■ **Tujuan**
Tulis kembali kutipan tentang relasi Islam-Pancasila dari "Relasi Paradoksal Islam-Pancasila" sampai "dengan nilai-nilai syariat.", dengan menukar "nilai-nilai" menjadi "prinsip-prinsip".

■ **Kutipan**
______
Monday, July 28, 2008

Relasi Paradoksal Islam-Pancasila

Dalam konstelasi sejarah politik Indonesia, islam dan pancasila memiliki hubungan yang paradoksal. Di satu sisi, pancasila dianggap sesuai dan mengakomodasi nilai-nilai islam. Tapi di sisi lain, pancasila juga dianggap bertentangan dengan nilai-nilai syariat.

Pada tanggal 1 Juni 1945, di depan sidang Dokuritzu Zunbi Cosakai (BPUPKI), Soekarno melontarkan gagasan tentang pentingnya melahirkan sebuah falsafah kebangsaan. Kebangsaan dalam konteks pemikiran Soekarno adalah semangat masyarakat yang dilandasi oleh kelima dasar yang kemudian disebut oleh Soekarno sebagai Pancasila. Kebangsaan Indonesia atau nasionalisme, Perikemanusiaan atau internasionalisme, Mufakat atau demokrasi, Kesejahteraan Social dan Ketuhanan Yang Maha Esa adalah poin-poin pemikiran yang ditawarkan Soekarno muda dihadapan sidang. Sebelum Soekarno bersaksi di hadapan sidang BPUPKI tentang perlunya pembentukan ideologi kebangsaan, Mohamad Yamin juga pernah melakukan hal yang sama. Kepada rekan-rekannya sesame founding fathers dia pernah menawarkan konsep ideologi kebangsaan yang disebutnya sebagai Lima Dasar pada tanggal 29 Mei 1945. Selain Yamin, Soepomo pun pada tanggal 31 Mei 1945 menawarkan hal yang sama, hal yang dia namakan dengan Panca Dharma.
Gagasan Soekarno tentang perlunya pembentukan ideologi dalam kehidupan berbangsa mendapat perhatian serius dari para founding fathers lainnya. Maka segera setelah itu dibentuk Panitia Sembilan yang terdiri dari Soekarno, Hatta, Maramis, Abikusno Cokrosuyoso, Agus alim, Kahar Muzakkir, Wahid Hasyim, Ahmad Subardjo, Mohammad Yamin. Tugas panitia ini adalah merumuskan kembali konsep kebangsaan yang pertama kali dilontarkan oleh Soekarno.
______
■ **Data Materi**
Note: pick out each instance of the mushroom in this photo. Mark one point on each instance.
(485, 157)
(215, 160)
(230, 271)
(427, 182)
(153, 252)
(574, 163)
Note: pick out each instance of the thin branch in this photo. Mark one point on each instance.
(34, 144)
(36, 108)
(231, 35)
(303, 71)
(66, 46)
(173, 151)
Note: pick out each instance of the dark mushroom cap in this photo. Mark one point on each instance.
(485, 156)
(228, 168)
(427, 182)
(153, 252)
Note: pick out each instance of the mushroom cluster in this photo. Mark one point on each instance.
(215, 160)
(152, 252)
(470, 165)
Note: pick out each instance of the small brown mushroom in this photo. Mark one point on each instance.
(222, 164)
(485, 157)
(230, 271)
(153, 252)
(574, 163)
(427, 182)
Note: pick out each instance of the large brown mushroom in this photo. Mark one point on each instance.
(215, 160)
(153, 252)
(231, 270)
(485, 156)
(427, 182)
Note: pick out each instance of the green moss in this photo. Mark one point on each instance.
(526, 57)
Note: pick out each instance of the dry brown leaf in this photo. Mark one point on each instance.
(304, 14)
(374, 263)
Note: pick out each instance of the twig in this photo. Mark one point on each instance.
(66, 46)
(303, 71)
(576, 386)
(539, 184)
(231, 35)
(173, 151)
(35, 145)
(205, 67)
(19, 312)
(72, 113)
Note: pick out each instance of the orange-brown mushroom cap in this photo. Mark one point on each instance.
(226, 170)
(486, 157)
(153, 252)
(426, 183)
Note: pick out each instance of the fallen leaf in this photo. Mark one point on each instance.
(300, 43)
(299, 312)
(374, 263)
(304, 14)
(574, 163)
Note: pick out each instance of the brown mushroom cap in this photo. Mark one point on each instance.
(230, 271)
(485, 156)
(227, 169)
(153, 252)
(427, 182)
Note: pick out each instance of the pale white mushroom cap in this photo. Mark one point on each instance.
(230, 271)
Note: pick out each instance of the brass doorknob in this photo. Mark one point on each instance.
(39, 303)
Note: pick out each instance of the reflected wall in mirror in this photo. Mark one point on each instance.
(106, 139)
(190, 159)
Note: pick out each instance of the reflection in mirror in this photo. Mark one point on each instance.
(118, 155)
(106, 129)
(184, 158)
______
■ **Hasil**
Relasi Paradoksal Islam-Pancasila

Dalam konstelasi sejarah politik Indonesia, islam dan pancasila memiliki hubungan yang paradoksal. Di satu sisi, pancasila dianggap sesuai dan mengakomodasi prinsip-prinsip islam. Tapi di sisi lain, pancasila juga dianggap bertentangan dengan prinsip-prinsip syariat.